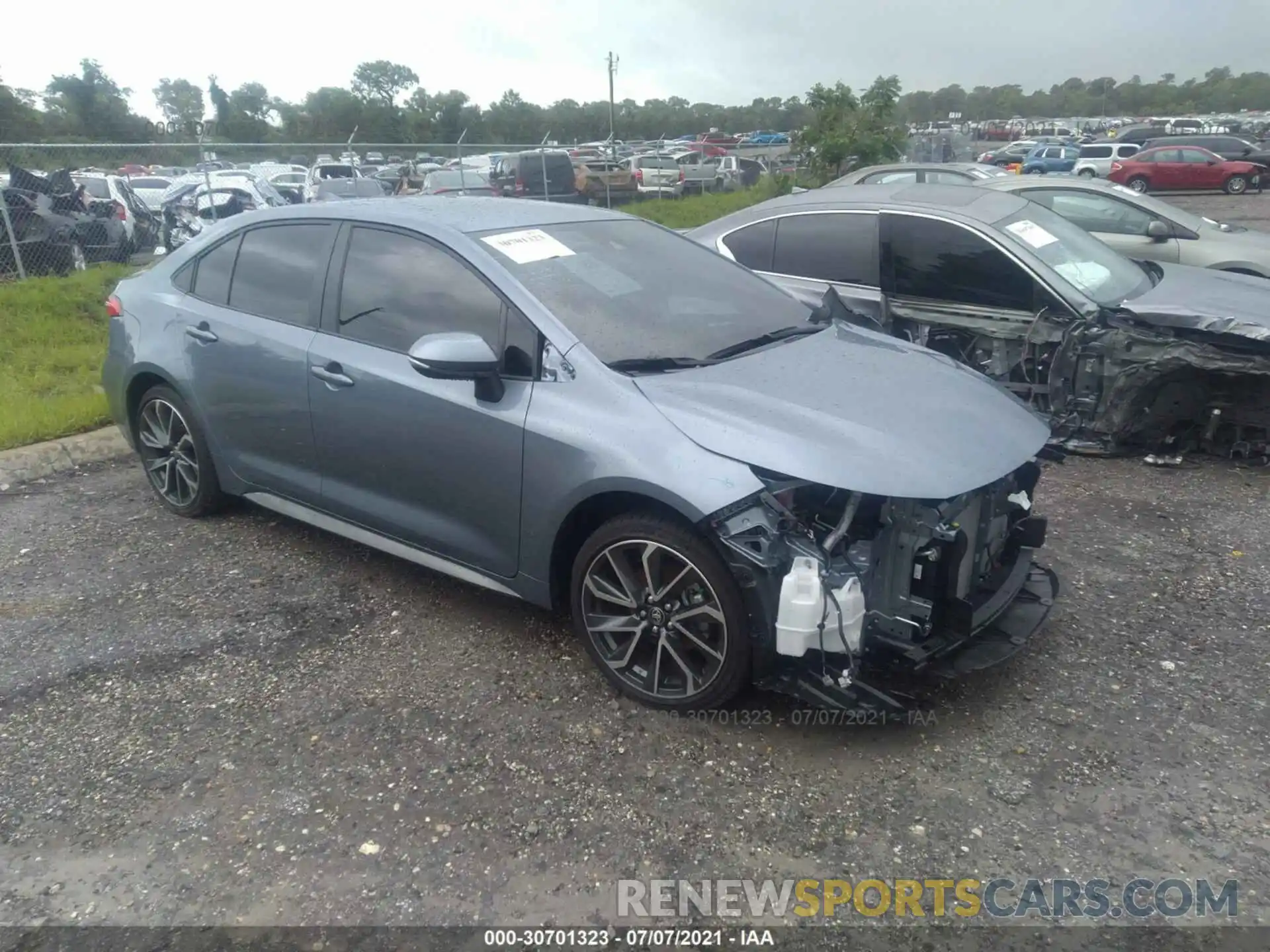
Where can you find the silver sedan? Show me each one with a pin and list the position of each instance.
(1144, 227)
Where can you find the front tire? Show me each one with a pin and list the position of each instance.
(175, 455)
(659, 614)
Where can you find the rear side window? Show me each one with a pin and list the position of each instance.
(278, 270)
(212, 278)
(835, 247)
(752, 245)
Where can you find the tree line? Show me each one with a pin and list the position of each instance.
(385, 103)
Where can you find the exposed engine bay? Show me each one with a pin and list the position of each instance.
(845, 586)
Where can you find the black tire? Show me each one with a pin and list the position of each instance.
(730, 673)
(206, 496)
(1236, 186)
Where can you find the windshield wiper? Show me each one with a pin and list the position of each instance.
(657, 365)
(771, 337)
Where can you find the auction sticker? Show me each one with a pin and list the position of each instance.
(529, 245)
(1032, 233)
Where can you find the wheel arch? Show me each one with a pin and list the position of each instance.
(592, 512)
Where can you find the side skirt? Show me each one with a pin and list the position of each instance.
(357, 534)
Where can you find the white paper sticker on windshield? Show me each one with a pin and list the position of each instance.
(530, 245)
(1032, 233)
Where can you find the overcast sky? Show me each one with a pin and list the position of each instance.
(704, 51)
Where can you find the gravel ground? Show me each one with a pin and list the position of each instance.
(207, 721)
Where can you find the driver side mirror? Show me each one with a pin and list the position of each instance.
(459, 356)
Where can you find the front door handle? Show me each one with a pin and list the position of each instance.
(332, 375)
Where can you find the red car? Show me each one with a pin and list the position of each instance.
(1184, 167)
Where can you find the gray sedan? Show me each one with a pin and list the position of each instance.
(922, 173)
(1144, 227)
(588, 412)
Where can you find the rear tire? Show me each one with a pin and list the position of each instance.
(659, 614)
(175, 455)
(1236, 186)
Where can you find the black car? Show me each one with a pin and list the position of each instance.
(545, 175)
(1230, 147)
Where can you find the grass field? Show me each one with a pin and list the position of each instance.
(52, 331)
(52, 339)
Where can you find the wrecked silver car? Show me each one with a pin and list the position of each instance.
(588, 412)
(1118, 354)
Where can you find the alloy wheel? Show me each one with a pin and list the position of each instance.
(169, 454)
(654, 619)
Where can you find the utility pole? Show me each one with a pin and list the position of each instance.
(613, 69)
(613, 145)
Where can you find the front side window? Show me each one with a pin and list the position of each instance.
(398, 288)
(278, 270)
(841, 248)
(939, 260)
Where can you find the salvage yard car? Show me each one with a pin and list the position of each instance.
(1187, 168)
(589, 412)
(1143, 226)
(1119, 354)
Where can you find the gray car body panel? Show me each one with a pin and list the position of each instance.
(1195, 243)
(826, 409)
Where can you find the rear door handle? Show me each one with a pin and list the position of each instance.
(332, 375)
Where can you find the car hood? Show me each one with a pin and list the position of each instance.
(1202, 299)
(857, 411)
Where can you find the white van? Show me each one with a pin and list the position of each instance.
(1096, 158)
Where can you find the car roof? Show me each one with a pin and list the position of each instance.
(958, 201)
(468, 216)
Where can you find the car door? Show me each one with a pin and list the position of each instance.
(1202, 169)
(421, 460)
(245, 324)
(1114, 221)
(1169, 171)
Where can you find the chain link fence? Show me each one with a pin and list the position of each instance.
(69, 206)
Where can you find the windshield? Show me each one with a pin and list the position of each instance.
(1094, 270)
(632, 290)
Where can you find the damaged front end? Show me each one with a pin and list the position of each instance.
(845, 587)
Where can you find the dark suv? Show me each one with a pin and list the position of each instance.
(538, 175)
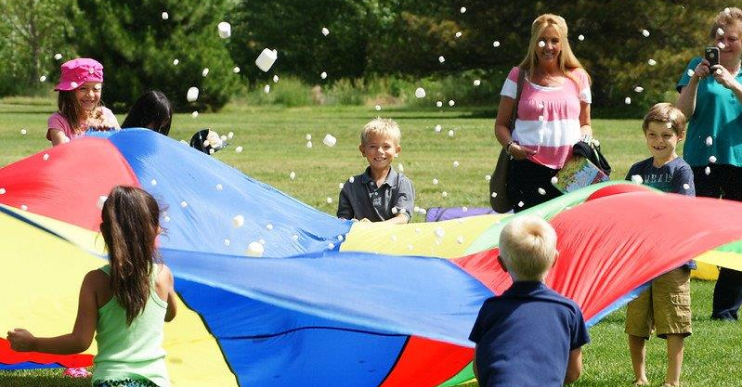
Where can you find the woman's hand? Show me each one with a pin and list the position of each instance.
(723, 76)
(21, 340)
(702, 69)
(520, 152)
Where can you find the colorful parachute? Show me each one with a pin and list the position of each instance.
(331, 302)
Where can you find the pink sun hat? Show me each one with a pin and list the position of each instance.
(75, 72)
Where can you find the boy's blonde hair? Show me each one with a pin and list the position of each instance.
(664, 112)
(382, 126)
(528, 247)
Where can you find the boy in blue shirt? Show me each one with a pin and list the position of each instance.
(530, 336)
(665, 306)
(380, 194)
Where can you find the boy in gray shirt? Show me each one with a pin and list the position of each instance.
(380, 194)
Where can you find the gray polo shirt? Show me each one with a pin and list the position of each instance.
(363, 199)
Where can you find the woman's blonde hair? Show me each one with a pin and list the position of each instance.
(567, 59)
(724, 18)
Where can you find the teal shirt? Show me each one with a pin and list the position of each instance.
(134, 351)
(718, 114)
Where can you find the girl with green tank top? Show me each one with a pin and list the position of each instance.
(125, 303)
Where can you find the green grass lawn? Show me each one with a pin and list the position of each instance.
(275, 145)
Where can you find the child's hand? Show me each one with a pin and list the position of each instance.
(21, 340)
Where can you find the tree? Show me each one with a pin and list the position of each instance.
(34, 31)
(137, 45)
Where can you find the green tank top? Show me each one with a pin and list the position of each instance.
(134, 351)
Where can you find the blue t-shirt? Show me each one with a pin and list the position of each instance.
(675, 176)
(524, 337)
(718, 114)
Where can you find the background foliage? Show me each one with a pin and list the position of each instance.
(395, 41)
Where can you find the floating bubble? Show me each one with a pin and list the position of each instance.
(238, 221)
(255, 249)
(101, 201)
(329, 140)
(225, 30)
(192, 94)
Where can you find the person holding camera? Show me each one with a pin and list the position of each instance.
(552, 115)
(711, 97)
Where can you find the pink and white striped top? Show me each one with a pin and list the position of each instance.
(548, 117)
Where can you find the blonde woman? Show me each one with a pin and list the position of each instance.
(553, 112)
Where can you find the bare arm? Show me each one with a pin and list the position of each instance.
(574, 366)
(82, 334)
(58, 137)
(502, 129)
(172, 297)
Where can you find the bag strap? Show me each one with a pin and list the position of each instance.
(519, 88)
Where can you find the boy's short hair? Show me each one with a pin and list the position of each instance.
(666, 113)
(382, 126)
(528, 247)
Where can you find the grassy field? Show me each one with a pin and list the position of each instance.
(274, 142)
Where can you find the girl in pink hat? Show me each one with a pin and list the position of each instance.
(79, 104)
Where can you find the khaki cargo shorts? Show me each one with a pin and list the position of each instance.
(665, 306)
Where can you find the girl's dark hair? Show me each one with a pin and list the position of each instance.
(130, 227)
(71, 110)
(153, 111)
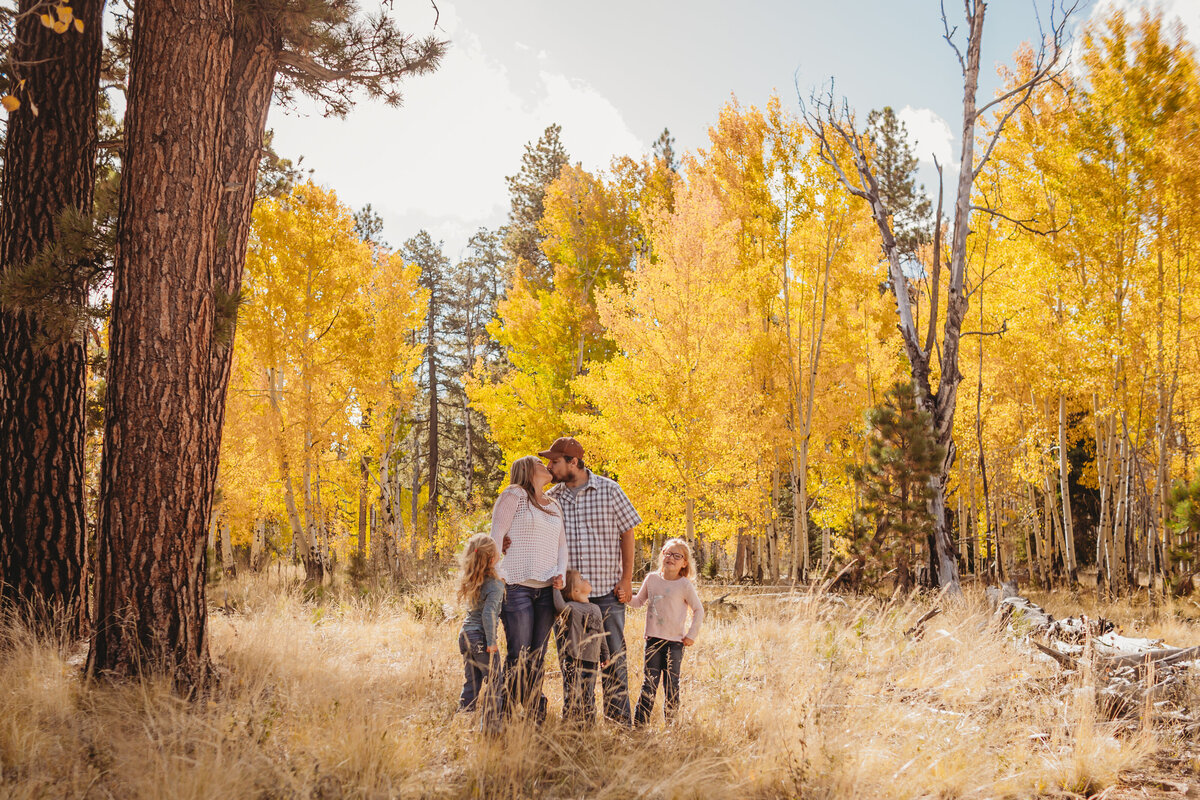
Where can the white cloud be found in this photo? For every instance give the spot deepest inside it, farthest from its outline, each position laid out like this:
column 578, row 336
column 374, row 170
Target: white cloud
column 930, row 136
column 441, row 160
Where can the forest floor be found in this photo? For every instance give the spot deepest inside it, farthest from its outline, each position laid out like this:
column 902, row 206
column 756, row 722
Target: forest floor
column 353, row 696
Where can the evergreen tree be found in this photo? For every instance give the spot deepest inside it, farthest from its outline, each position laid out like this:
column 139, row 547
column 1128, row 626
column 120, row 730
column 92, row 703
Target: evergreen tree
column 474, row 288
column 895, row 167
column 49, row 78
column 435, row 266
column 894, row 487
column 540, row 164
column 1185, row 509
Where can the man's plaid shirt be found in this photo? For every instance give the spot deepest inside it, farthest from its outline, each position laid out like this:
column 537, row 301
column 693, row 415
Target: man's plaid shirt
column 594, row 521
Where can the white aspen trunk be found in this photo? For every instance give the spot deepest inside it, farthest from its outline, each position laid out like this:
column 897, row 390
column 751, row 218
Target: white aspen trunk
column 689, row 510
column 797, row 569
column 227, row 561
column 258, row 546
column 1120, row 567
column 774, row 519
column 964, row 553
column 1065, row 481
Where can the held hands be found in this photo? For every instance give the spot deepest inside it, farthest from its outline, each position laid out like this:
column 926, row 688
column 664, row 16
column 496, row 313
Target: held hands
column 624, row 590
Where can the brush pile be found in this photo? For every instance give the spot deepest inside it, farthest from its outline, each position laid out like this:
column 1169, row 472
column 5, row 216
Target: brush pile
column 1133, row 677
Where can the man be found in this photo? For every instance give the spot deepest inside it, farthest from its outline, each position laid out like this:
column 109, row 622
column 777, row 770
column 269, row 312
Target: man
column 599, row 521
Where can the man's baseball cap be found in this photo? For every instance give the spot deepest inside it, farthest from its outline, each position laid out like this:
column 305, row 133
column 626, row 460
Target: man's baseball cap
column 564, row 446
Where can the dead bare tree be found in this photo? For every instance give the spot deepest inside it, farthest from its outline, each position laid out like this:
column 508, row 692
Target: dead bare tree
column 840, row 142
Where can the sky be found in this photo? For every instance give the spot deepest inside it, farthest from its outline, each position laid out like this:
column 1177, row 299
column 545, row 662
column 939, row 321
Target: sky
column 615, row 73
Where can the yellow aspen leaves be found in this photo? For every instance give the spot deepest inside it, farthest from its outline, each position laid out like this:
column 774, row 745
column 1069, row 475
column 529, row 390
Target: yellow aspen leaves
column 61, row 20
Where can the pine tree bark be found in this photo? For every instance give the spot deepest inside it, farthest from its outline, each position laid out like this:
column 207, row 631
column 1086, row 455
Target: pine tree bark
column 156, row 487
column 247, row 98
column 49, row 164
column 432, row 447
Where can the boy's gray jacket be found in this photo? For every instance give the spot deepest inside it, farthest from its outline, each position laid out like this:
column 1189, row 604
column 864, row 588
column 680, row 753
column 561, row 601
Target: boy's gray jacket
column 583, row 627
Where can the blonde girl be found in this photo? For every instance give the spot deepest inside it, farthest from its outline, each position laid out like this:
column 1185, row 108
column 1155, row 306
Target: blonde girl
column 483, row 591
column 670, row 594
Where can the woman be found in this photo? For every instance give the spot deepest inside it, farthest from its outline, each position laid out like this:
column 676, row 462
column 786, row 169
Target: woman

-------

> [WHAT IS EXPECTED]:
Would you repeat, exactly and with nothing added, every line from the line containing "column 626, row 460" through the last line of the records above?

> [FINISHED TASK]:
column 626, row 460
Target: man's baseball cap
column 564, row 446
Where can the dead bare tree be found in this photo? For every instance give the spot deepest inside it, farthest from its outline, each position laid out like this:
column 508, row 692
Target: dead bare tree
column 840, row 142
Where can the sky be found in this photo? For every instance give the spot deepest inside it, farthest from its outline, each position laid out like this:
column 1177, row 299
column 545, row 662
column 939, row 321
Target: sky
column 615, row 73
Where can the yellow aspen leaves be found in this photo? For every instance give the spot deepest inside it, farthest from its outline, each position laid out like this:
column 774, row 745
column 1069, row 475
column 529, row 390
Target: yellow aspen leaves
column 61, row 20
Where can the pine tree bark be found in this photo? For every instance give the spot deepest inside it, farthest from its outline, each position laid out like this:
column 207, row 631
column 1086, row 455
Target: pine tree bark
column 156, row 487
column 247, row 98
column 49, row 164
column 432, row 447
Where can the boy's gray jacket be found in this photo? For every instance give the spot deepest inside it, farthest from its outline, each position laid out like this:
column 1189, row 604
column 864, row 588
column 680, row 753
column 561, row 601
Target: boy's gray jacket
column 583, row 627
Where can the blonde girl be found in this photo? For every instance give the spot deepest inside it, farthest from its outline, each position laid out like this:
column 1185, row 108
column 1155, row 306
Target: blonde girl
column 483, row 591
column 670, row 594
Where can the woman be found in this photo? For every instance give the spot deepest inside it, farthest from its outline, each position laid out like this:
column 676, row 462
column 786, row 169
Target: woman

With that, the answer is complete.